Search code examples
jsonamazon-web-servicesamazon-s3amazon-athena

Loading a json files with spaces in filed names to Athena Table


If JSON file has field names which has spaces in it, how to read those JSON files to Athena without doing any pre processing?


Solution

  • If you want to read a JSONL (Line separated JSON) with Keys having space, best approach is

    1. Create a table to read JSON as string using LazySimpleSerDe
    2. Parse the data as json and extract columns.

    Eg:

    Source JSON file looks like :

    {"ts": 20230127191413,"event Name": "App Launch","eventProps": {"CT Source": "Mobile" }}
    {"ts": 2023012719567,"event Name": "App Launch","eventProps": {"CT Source": "Mobile" }}
    

    Create table:

    CREATE EXTERNAL TABLE IF NOT EXISTS tempdb.csv_json_parse(
    data string
    )
    ROW FORMAT SERDE 'org.apache.hadoop.hive.serde2.lazy.LazySimpleSerDe'
    LOCATION 's3://<bucket>/<prefix_to_file>/';
    

    Now parse the data string to JSON and extract:

    with jsd as (select 
    json_parse(data) as data
    from tempdb.csv_json_parse)
    select 
    json_extract(data, '$["ts"]') as ts ,
    json_extract(data, '$["event Name"]') as eventname ,
    json_extract(data, '$["eventProps"]["CT Source"]') as eventprops_ct_source 
    from jsd;

▸ WHAT TO WORK ON
1. From the Athena thread above, output the passage that begins with the words "If JSON file" and ends after the words "and extract columns.", copied verbatim.
2. Decide whether each statement agrees with the Athena thread above, answering yes or no and quoting the words from the thread that settle it: (a) The suggested table reads the JSON as a string using LazySimpleSerDe. (b) The question asks how to read the files after pre-processing them. (c) The query outputs the "event Name" field under the column name eventname.

▸ INFORMATION SUPPLIED
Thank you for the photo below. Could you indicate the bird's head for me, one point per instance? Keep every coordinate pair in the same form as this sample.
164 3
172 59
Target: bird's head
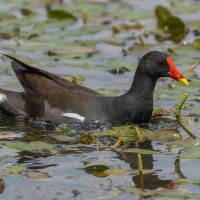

▸ FINAL RESULTS
1.
If JSON file has field names which has spaces in it, how to read those JSON files to Athena without doing any pre processing?


Solution

  • If you want to read a JSONL (Line separated JSON) with Keys having space, best approach is

    1. Create a table to read JSON as string using LazySimpleSerDe
    2. Parse the data as json and extract columns.

2.
(a) Yes: "Create a table to read JSON as string using LazySimpleSerDe"
(b) No: "how to read those JSON files to Athena without doing any pre processing?"
(c) Yes: "json_extract(data, '$["event Name"]') as eventname"